- _Task instructions_: Report only the number of lines below that contain the string "shirt". Case counts.
— Start Source data —
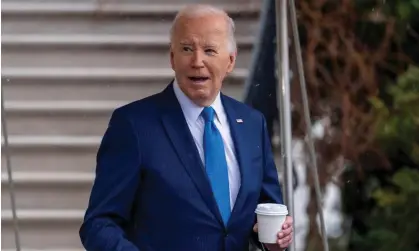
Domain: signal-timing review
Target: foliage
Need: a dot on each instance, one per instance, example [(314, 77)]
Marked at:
[(392, 222), (397, 127), (353, 52)]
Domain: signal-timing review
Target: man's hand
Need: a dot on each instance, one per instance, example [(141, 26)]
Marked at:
[(284, 236)]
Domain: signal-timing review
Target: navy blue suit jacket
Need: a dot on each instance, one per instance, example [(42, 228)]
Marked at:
[(151, 192)]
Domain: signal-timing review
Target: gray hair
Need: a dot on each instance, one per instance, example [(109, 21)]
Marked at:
[(197, 10)]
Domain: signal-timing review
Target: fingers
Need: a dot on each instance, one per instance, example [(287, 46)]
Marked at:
[(285, 232), (285, 242), (288, 222)]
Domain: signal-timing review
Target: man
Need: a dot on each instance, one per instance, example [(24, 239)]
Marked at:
[(185, 169)]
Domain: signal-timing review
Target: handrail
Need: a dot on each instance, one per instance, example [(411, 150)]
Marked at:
[(9, 173)]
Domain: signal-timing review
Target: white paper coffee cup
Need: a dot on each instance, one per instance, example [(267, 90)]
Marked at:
[(270, 218)]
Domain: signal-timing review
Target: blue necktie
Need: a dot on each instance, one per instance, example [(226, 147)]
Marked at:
[(216, 164)]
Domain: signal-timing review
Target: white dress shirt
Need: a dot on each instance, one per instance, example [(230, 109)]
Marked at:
[(196, 124)]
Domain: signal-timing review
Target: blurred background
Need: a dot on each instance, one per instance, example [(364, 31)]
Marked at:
[(67, 64)]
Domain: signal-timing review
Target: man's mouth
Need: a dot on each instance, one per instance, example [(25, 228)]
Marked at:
[(198, 78)]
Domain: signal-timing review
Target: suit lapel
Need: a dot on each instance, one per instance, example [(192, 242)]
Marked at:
[(238, 130), (178, 131)]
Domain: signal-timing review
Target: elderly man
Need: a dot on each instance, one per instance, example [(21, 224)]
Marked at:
[(185, 169)]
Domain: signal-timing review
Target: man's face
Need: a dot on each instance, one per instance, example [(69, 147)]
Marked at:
[(200, 56)]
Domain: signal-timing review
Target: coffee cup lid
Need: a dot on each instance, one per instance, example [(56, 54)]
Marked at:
[(271, 209)]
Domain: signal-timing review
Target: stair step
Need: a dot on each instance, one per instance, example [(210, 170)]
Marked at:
[(53, 141), (67, 107), (95, 52), (52, 249), (98, 25), (97, 73), (112, 8), (34, 84), (48, 191), (53, 159), (43, 229), (97, 40), (43, 215), (48, 178)]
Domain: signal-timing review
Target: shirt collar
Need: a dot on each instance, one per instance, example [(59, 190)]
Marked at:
[(190, 109)]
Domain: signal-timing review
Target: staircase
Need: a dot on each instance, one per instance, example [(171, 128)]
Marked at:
[(66, 65)]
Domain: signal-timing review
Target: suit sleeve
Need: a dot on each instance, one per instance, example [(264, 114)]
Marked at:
[(271, 191), (116, 183)]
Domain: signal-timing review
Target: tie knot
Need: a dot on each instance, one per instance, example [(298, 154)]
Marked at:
[(208, 114)]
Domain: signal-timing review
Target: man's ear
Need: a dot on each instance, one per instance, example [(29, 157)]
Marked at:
[(172, 61), (232, 62)]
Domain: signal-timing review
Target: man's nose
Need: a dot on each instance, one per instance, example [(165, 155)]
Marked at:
[(198, 60)]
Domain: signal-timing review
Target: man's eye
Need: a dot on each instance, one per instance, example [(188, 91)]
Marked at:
[(210, 51), (187, 48)]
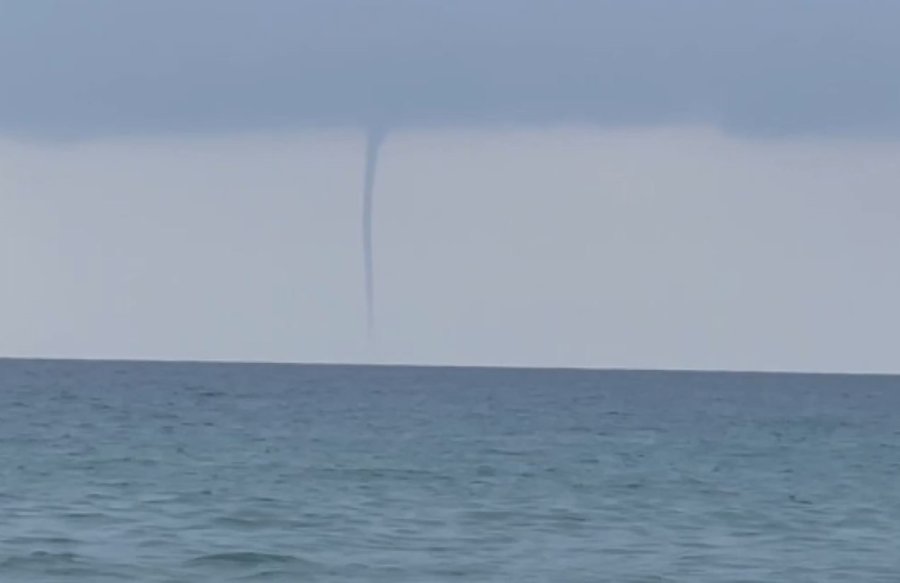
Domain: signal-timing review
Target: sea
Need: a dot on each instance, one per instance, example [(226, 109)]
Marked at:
[(190, 472)]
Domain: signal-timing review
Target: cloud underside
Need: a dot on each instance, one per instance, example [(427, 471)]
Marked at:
[(763, 67)]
— End Source data —
- _Worked answer_: 2